▸ Location labeling records:
— Begin —

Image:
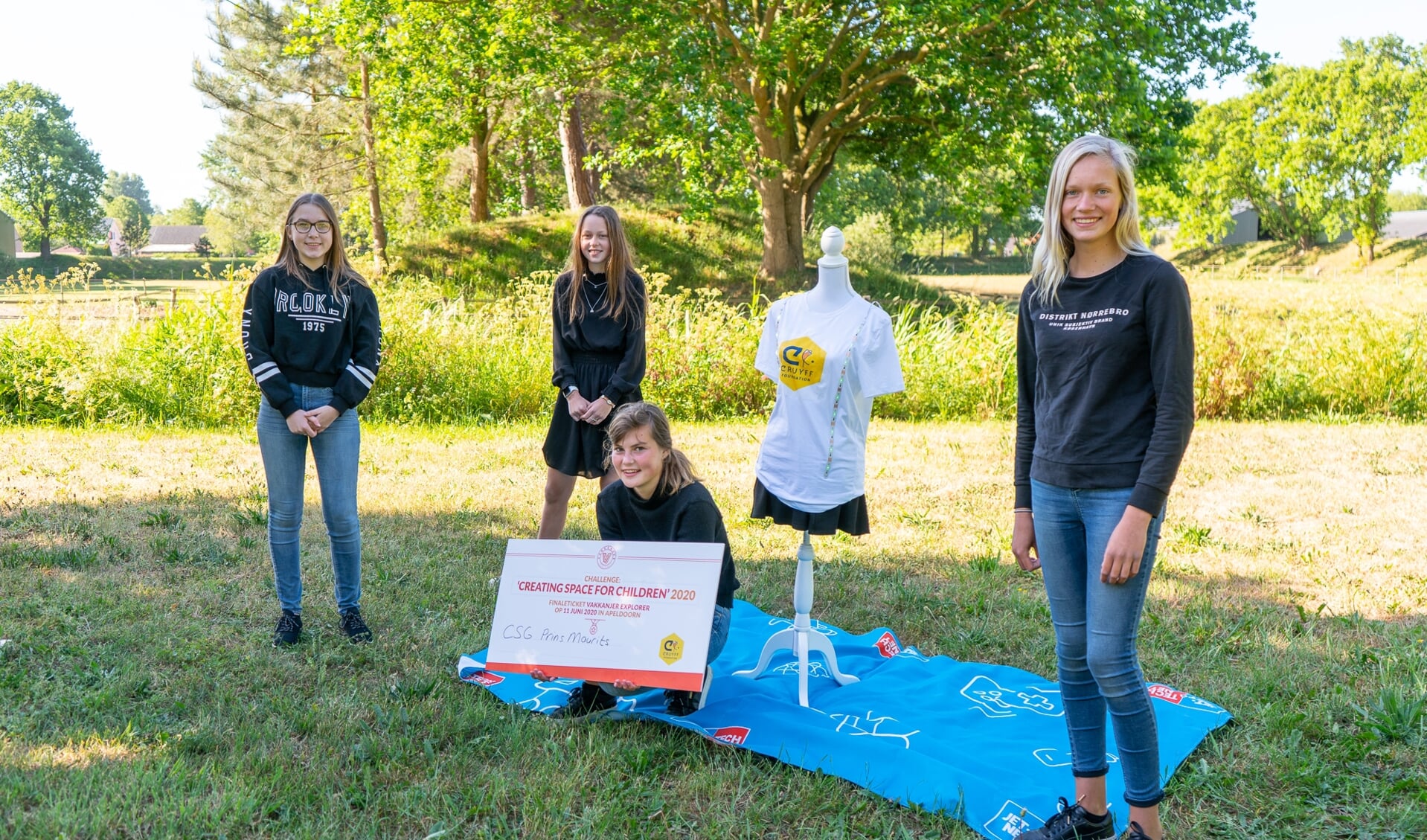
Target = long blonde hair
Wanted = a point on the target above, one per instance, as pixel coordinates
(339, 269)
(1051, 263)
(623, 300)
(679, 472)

— End —
— Begin —

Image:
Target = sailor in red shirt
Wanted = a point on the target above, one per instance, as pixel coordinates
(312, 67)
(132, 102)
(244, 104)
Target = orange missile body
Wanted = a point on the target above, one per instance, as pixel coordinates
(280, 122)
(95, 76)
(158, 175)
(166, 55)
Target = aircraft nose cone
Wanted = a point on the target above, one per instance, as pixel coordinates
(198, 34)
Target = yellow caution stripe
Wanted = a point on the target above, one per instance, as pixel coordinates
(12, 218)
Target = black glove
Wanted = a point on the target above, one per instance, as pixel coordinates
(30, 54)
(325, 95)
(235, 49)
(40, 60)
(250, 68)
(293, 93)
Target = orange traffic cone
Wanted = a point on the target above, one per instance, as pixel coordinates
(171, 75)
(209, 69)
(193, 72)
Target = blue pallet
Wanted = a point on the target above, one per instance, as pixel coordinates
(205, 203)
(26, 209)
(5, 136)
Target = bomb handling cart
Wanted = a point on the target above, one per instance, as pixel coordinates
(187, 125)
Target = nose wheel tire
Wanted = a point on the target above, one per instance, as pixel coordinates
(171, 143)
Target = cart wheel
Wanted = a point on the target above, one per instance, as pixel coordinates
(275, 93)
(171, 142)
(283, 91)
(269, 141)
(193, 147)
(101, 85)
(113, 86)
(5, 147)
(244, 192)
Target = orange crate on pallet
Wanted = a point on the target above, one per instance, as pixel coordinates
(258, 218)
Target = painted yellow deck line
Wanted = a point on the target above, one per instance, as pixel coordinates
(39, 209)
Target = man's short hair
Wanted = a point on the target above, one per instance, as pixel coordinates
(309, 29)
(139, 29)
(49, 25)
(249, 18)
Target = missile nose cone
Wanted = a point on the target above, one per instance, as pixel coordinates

— End —
— Begin —

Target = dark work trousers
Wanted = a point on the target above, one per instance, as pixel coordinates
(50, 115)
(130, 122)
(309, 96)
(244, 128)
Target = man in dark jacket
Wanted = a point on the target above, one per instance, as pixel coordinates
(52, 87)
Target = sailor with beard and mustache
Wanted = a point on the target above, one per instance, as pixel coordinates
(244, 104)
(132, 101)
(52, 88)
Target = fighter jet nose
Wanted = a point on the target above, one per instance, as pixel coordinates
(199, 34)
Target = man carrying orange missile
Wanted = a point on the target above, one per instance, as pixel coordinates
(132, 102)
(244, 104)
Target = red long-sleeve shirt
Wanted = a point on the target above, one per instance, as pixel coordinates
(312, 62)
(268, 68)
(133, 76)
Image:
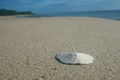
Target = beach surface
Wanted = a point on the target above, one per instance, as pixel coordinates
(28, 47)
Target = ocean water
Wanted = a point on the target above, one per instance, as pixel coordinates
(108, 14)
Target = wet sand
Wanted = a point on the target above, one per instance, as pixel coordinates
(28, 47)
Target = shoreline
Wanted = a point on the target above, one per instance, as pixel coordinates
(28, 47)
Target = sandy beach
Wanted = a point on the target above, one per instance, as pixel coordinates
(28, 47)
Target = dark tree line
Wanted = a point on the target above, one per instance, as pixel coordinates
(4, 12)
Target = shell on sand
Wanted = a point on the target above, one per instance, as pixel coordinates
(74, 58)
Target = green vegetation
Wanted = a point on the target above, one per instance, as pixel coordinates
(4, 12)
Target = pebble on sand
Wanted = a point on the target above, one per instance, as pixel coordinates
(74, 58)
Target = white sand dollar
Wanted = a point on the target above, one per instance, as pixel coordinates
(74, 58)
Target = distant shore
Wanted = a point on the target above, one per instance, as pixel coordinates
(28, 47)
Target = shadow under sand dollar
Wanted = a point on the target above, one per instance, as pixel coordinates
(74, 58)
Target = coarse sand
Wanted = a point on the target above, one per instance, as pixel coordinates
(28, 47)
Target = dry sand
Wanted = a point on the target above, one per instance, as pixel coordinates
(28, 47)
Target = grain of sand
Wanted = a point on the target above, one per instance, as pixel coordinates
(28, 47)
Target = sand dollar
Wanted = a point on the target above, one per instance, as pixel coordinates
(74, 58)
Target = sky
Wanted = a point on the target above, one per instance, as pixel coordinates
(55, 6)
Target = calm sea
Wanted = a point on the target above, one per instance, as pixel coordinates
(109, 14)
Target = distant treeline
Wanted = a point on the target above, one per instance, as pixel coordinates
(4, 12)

— End —

▸ INSTRUCTION: Locate every line in the records above that contains the word "distant", and copy each of those lines. Case counts.

▸ TASK OUTPUT:
Target = distant shore
Target = distant treeline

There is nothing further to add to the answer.